Pull out every line below that contains the string "circular", and copy each of those lines unchanged.

● DATA IN THIS EXERCISE
■ ■ ■

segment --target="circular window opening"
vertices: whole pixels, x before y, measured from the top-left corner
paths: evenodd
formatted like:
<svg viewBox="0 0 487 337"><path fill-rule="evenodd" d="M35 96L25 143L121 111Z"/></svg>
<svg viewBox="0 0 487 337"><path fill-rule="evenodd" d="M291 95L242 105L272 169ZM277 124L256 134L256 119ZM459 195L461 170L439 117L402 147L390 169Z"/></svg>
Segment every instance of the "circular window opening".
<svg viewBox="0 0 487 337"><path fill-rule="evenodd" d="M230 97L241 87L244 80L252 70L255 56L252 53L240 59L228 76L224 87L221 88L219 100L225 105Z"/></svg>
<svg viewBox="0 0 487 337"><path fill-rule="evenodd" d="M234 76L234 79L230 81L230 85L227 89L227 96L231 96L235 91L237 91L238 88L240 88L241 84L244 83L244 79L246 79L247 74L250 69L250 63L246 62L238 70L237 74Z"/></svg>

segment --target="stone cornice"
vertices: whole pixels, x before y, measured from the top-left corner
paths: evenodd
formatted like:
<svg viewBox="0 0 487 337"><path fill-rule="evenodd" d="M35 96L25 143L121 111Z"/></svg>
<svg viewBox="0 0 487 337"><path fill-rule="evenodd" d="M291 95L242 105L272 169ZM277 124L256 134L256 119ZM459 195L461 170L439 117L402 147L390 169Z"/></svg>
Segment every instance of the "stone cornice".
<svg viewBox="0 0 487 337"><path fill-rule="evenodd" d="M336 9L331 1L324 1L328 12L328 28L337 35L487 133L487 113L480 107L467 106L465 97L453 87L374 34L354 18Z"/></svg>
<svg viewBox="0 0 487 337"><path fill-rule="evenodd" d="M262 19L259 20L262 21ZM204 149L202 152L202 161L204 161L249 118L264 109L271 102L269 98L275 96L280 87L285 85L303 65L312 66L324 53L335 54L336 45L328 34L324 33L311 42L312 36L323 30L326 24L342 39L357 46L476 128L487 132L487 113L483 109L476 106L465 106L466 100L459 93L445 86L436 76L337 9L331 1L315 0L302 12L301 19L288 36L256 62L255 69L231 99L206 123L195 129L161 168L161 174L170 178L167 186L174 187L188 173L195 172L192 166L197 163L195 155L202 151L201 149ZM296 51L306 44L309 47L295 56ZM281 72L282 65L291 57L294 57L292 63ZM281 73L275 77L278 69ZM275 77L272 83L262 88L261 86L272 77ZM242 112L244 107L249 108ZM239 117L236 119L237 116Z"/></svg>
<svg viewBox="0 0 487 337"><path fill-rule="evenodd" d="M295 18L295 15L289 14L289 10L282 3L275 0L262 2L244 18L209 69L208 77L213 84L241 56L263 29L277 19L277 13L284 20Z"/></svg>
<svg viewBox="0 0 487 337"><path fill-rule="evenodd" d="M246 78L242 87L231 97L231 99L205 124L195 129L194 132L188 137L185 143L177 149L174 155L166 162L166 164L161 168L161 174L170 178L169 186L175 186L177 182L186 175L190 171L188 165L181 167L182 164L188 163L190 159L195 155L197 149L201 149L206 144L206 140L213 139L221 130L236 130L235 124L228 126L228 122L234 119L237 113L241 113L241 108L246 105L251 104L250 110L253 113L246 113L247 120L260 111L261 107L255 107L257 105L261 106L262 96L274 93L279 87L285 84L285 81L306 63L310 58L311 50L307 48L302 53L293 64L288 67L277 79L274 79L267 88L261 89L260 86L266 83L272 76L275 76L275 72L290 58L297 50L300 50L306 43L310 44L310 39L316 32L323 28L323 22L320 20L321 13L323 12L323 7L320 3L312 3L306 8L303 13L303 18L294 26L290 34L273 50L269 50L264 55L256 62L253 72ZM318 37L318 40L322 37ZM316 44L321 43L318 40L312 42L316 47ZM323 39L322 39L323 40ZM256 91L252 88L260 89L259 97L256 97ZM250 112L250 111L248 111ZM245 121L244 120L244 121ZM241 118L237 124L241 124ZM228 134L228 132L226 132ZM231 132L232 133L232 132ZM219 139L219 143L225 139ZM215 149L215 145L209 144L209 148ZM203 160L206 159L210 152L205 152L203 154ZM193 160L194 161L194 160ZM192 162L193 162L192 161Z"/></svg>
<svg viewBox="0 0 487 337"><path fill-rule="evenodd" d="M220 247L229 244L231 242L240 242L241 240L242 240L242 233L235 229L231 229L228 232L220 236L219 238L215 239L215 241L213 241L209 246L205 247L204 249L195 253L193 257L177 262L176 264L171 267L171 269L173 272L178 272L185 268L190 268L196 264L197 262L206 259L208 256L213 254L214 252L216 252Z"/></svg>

■ ■ ■

● CORRECT RESPONSE
segment --target="circular window opening"
Segment every instance of the "circular window opening".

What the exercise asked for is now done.